Stated problem:
Copy out every one of the records below word for word, but leave the pictures out of your answer.

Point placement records
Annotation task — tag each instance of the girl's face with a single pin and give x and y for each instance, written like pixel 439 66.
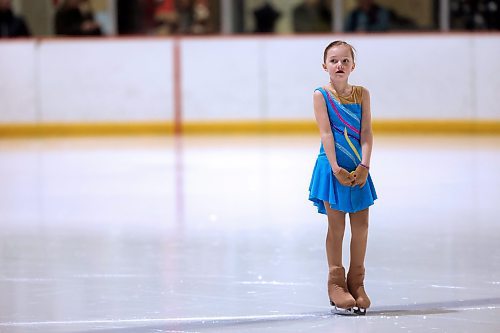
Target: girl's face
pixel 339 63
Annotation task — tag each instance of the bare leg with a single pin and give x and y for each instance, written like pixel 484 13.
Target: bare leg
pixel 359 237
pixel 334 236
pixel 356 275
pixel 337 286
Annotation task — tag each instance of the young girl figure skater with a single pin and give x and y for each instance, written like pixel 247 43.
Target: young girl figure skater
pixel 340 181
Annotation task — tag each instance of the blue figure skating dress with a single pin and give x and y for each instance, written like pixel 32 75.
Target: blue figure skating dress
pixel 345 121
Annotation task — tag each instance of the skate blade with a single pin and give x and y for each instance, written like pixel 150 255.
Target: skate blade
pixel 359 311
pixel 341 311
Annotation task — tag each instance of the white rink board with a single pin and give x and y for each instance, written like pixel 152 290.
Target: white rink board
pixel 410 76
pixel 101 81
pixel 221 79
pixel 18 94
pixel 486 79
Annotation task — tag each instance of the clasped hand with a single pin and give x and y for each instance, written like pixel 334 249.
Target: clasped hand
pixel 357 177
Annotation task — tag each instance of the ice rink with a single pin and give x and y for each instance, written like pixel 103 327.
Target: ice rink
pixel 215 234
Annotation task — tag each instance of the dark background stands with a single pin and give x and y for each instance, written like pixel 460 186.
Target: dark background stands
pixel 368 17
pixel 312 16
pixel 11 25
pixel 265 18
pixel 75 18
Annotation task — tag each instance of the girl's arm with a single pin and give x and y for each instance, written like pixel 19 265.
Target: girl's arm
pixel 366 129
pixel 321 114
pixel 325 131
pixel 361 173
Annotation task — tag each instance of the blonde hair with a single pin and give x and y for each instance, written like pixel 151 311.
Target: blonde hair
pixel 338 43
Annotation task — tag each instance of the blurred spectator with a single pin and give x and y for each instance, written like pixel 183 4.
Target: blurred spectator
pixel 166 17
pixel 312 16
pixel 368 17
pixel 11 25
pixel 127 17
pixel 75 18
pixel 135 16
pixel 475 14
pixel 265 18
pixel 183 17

Task response:
Annotation task — tag each instance of the girl's face with a single pin and give x and y for each instance, written like pixel 439 66.
Target: girl's face
pixel 339 63
Annotation task — tag each instance of the bare leg with a single pin and give x and y for each instance, written like pixel 484 13.
Target: bare leg
pixel 359 237
pixel 334 236
pixel 356 275
pixel 337 286
Annotation task — tag each instance of the young girl figure skater with a single pin and give x and y for each instance, written like pixel 247 43.
Target: young girl figure skater
pixel 340 181
Annotation task — tag each instance of the blue figure skating dress with a single pin and give x and y for each instance, written like pixel 32 75.
Target: blue figure skating dress
pixel 345 121
Annotation task — tag each instance of the skate blade with a single pin and give x and y for each instance, written like pixel 150 255.
Target: skate blade
pixel 359 311
pixel 341 311
Annotation task — tag each instance of the white rink board with a single pin and give x and y for each instance, written like pixel 152 290.
Target: white rink board
pixel 410 76
pixel 101 81
pixel 221 79
pixel 18 94
pixel 486 79
Annotation task — tag each instance of the clasped hand with a single pin and give x and y for each instance, written like pixel 334 249.
Target: clasped hand
pixel 357 177
Annotation task — tag each instance of the ice rink with a single pin and give x and y for each instance, written like pixel 103 327.
Target: ice rink
pixel 215 234
Annotation task — tag each instance of the dark background stands with a single pin and give x and y for each instance, written like pixel 460 186.
Target: dark background stands
pixel 368 17
pixel 312 16
pixel 11 25
pixel 265 18
pixel 75 18
Annotation task — tag each instance of the girl's arm with a single pin and give x and y for each instance, written like pixel 19 265.
Target: girl's arm
pixel 366 129
pixel 321 114
pixel 325 131
pixel 361 173
Annotation task — tag each instance of the blonde hair with a single pin and give x and y for each instance, written like pixel 151 311.
Target: blonde hair
pixel 338 43
Annotation task — tag each instance of the blurred spectator with a single pin and give x and y for each instance, written like pixel 183 4.
Target: blurred spectator
pixel 166 17
pixel 312 16
pixel 368 17
pixel 11 25
pixel 127 17
pixel 75 18
pixel 135 16
pixel 475 14
pixel 265 18
pixel 183 17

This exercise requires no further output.